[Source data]
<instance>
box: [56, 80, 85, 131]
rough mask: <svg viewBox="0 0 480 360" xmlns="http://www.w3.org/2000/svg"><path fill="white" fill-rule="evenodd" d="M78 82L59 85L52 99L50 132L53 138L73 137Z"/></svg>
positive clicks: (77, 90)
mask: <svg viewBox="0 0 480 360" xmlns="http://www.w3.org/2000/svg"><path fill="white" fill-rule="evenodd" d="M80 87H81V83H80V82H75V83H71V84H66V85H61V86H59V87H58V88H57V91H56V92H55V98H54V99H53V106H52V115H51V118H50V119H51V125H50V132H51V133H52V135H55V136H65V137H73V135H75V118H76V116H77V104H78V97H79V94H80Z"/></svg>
--
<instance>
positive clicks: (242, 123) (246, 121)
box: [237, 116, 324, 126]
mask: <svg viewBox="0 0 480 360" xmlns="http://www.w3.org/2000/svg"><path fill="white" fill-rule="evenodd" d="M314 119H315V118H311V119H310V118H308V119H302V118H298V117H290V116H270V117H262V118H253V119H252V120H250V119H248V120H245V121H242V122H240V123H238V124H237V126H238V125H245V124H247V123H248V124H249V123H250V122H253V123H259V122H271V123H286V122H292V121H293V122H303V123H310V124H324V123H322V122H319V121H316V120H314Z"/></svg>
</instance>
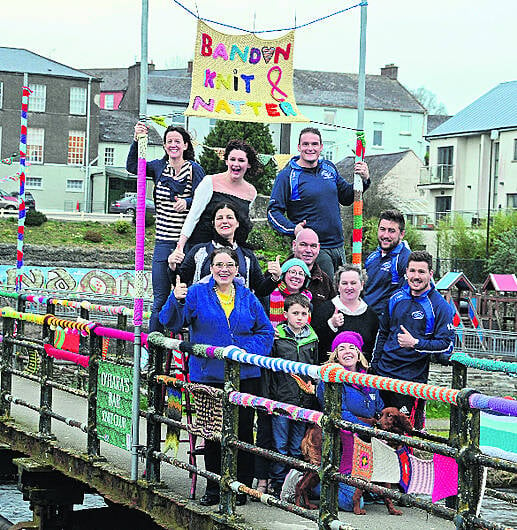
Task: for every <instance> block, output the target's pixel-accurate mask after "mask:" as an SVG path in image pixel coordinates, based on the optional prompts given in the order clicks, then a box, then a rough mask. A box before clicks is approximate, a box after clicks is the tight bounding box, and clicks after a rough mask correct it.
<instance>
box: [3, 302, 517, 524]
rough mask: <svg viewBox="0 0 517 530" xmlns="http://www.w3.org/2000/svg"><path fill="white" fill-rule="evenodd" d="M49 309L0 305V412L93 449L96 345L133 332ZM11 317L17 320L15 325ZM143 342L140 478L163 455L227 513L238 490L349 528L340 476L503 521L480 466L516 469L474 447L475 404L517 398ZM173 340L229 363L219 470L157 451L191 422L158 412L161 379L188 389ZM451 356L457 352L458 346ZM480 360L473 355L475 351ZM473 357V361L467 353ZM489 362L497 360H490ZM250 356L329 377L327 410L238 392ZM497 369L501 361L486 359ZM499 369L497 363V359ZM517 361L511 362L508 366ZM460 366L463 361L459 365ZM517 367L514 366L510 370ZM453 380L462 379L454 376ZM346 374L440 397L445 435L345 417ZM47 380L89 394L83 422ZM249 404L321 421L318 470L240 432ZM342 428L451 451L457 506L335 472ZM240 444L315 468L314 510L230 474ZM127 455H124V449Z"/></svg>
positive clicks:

■ **Required work**
Check each line of the data above for the word "rough" and copy the ones where it is found.

■ **Solution for this problem**
rough mask: <svg viewBox="0 0 480 360" xmlns="http://www.w3.org/2000/svg"><path fill="white" fill-rule="evenodd" d="M78 82L59 85L52 99L50 132L53 138L73 137Z"/></svg>
Task: for every <instance> block, output the target's pixel-accurate mask after "mask:" as an SVG path in image pixel coordinates, based on the optional prompts given in the order clicks, then a box, then a rough mask. A box before clicks is approximate, a box after clicks is the tight bounding box, and clicks after a rough mask correct it.
rough mask: <svg viewBox="0 0 517 530" xmlns="http://www.w3.org/2000/svg"><path fill="white" fill-rule="evenodd" d="M49 309L0 305V412L93 449L96 345L133 332ZM11 317L17 320L15 325ZM143 342L140 478L163 455L227 513L238 490L349 528L340 476L503 521L480 466L516 469L474 447L475 404L517 398ZM173 340L229 363L219 470L157 451L191 422L158 412L161 379L188 389ZM451 356L457 352L458 346ZM480 360L473 355L475 351ZM473 357V361L467 353ZM489 362L497 360H490ZM250 356L329 377L327 410L238 392ZM497 369L501 361L486 359ZM499 369L497 363V359ZM517 361L511 362L508 366ZM460 366L463 361L459 365ZM517 367L514 366L510 370ZM453 380L462 379L454 376ZM346 374L440 397L445 435L345 417ZM47 380L89 394L83 422ZM249 404L321 421L318 470L240 432ZM342 428L451 451L457 506L335 472ZM240 444L315 468L314 510L230 474ZM127 455H124V449Z"/></svg>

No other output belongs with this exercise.